PROBLEMS AND TASKS:
- a) Answer the following from the article on the veterans truck wrap:
(i) Around what time was Fulton called to the office the second time?
(ii) What truck model did the managers surprise him with?
(iii) About what share of the carrier's drivers are veterans?
- b) Pick up the article on the veterans truck wrap after its final sentence and carry it forward in the same style.

+++ SUPPLIED TEXT +++

Z Honors Veterans with Eye-Catching Truck Wrap

By Al Muskewitz

Willie Fulton was hanging out at the terminal one day when he got called into the office. It wasn’t like one of those called to the principal’s office kind of things. In fact, his managers at Z Transportation wanted his thoughts on truck designs because they were thinking of changing the profile of some of their trucks.

Fulton was happy to be included in the process, but that’s not out of the ordinary for the way Z does things. Over the next few months, he had kind of forgotten about it. Then around Christmas 2018, he got called to the office again and this time he learned what that brainstorming session was all about.

The managers sent him out to get his truck from the yard. When he got there, they surprised him with a new Volvo 860 sporting a stylish military-themed wrap honoring the South Carolina National Guardsman’s service to his country and all those who have served in the nation’s Armed Services.

“Just paying our respect to the saviors of our country,” Z Transportation owner Trajce Ristovski explained.

Veterans have always been a valued asset at Z Transportation and it’s reflected in its roster of drivers. About 20 percent of the New Jersey-based carrier’s roughly 100 drivers are veterans representing all branches of the service.

Fulton, a 20-year driving veteran who serves in the South Carolina Guard’s 1052nd Transportation Unit, proudly drove his truck for the rest of the time he was with the company. He considered it an honor and responsibility.

+++ DATA SECTION +++

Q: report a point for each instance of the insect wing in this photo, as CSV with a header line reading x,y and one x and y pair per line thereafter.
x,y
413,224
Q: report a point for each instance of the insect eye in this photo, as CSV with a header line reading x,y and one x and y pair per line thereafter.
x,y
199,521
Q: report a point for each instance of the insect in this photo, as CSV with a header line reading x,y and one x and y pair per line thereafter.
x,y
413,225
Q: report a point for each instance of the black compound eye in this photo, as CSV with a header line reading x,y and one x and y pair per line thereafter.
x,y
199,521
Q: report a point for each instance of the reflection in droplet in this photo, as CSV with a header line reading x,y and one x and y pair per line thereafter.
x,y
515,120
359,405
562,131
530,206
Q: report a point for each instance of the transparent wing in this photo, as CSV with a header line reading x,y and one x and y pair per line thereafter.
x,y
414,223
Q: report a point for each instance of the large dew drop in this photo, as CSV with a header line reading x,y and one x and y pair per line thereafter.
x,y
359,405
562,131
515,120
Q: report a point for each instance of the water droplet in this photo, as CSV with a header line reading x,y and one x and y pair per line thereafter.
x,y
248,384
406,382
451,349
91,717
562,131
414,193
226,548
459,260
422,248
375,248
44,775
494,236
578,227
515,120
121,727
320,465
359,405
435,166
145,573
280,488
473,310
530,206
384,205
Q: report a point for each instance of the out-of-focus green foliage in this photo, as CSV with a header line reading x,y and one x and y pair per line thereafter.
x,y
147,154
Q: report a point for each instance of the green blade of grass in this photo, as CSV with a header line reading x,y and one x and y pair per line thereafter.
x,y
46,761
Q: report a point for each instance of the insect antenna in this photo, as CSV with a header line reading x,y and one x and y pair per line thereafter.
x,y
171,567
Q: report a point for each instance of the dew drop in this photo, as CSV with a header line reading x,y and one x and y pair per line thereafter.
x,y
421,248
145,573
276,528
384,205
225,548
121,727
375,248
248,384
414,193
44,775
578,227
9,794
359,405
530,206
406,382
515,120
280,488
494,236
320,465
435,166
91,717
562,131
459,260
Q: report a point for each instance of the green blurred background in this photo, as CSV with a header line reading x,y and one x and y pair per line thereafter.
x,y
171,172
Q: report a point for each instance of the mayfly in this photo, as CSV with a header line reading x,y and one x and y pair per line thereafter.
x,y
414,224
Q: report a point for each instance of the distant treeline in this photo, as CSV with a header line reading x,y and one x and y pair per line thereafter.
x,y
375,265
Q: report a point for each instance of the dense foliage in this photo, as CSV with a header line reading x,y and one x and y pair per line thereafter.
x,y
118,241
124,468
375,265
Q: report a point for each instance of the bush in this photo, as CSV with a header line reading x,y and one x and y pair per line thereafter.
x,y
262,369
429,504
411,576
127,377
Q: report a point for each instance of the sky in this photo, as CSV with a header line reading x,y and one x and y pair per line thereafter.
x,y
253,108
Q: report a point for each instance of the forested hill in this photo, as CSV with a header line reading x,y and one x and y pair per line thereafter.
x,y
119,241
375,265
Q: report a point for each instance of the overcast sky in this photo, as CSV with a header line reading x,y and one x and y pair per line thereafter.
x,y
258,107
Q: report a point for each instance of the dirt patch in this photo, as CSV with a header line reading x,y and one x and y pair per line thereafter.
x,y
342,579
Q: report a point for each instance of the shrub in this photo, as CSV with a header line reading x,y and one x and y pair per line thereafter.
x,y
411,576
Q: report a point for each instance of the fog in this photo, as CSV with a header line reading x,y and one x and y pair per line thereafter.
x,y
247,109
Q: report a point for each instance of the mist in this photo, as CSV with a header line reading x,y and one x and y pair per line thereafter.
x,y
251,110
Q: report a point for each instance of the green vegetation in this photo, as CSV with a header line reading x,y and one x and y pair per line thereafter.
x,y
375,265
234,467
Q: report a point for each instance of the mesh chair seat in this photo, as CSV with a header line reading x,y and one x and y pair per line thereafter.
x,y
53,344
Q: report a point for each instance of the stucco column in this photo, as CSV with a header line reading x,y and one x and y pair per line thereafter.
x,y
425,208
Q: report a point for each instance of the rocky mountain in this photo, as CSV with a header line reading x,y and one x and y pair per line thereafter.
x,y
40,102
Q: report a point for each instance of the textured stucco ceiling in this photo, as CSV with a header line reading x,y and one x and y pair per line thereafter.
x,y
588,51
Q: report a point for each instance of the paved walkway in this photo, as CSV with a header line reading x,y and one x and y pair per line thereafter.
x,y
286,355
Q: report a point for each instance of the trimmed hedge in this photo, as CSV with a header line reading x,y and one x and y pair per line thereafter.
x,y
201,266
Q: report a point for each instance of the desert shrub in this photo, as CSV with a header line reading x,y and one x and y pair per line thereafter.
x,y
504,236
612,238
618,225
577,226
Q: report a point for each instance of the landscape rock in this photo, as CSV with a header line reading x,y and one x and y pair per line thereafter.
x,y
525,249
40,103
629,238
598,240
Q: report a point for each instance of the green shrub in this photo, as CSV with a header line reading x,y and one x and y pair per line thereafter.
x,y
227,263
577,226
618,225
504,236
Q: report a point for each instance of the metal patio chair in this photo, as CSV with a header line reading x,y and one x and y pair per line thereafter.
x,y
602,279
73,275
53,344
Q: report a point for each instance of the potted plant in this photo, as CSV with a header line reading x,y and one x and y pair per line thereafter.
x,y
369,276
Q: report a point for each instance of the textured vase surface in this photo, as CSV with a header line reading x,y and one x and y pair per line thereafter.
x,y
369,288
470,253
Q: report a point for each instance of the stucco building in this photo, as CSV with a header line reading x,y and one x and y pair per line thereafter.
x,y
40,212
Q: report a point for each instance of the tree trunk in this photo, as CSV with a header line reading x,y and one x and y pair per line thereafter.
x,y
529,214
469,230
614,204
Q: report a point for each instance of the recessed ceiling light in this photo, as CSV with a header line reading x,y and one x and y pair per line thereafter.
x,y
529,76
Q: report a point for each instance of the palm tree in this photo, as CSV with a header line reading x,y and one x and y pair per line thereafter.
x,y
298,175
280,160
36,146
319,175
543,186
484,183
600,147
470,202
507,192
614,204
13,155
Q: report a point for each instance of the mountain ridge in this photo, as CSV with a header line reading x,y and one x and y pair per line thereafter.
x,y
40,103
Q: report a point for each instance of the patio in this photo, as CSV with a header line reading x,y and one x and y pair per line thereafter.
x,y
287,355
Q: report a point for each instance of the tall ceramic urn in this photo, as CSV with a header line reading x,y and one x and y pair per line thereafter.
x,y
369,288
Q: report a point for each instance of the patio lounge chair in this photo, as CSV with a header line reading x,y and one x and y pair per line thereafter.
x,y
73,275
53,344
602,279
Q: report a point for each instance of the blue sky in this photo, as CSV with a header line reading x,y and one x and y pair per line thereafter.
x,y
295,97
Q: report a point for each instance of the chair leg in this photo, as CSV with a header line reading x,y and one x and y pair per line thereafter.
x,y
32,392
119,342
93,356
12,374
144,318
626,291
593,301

+++

RESPONSES:
- a)
(i) Around Christmas 2018.
(ii) A Volvo 860.
(iii) About 20 percent of its roughly 100 drivers.

- b)
“It’s not just a regular ol’ truck,” he said. “You already have to represent the company, that’s one thing, but when you’re representing the military on top of it, it makes a big difference. I knew people knew who I was. I’m not just this random guy who wanted to be a truck driver.” 

Here are the driver and rider side views of Z Transportation’s veterans-themed truck. It has been a popular sight among drivers and the public alike.

The wrap depicts scenes representing all of the armed forces. The driver’s side panel is dominated by the silhouette of a soldier lifting a child and the Great Seal of the United States. On the passenger side, there’s an image of the flag-raising on Iwo Jima, planes on the flight deck of an aircraft carrier as well as flying in formation, troops marching in the field, and the seal of the President of the United States. The Stars and Stripes draped the bottom panels and across the hood. 

The carrier added a second military-themed Volvo 860 in early 2019 and has plans to wrap one of its 20 new Peterbilt 579s later this summer.

“It was a great thing they did,” Fulton said. “There are so many of us that you’ll never know about. That truck represented everybody; it had the Navy, the Army, the Marines, the Air Force – everybody who was there.”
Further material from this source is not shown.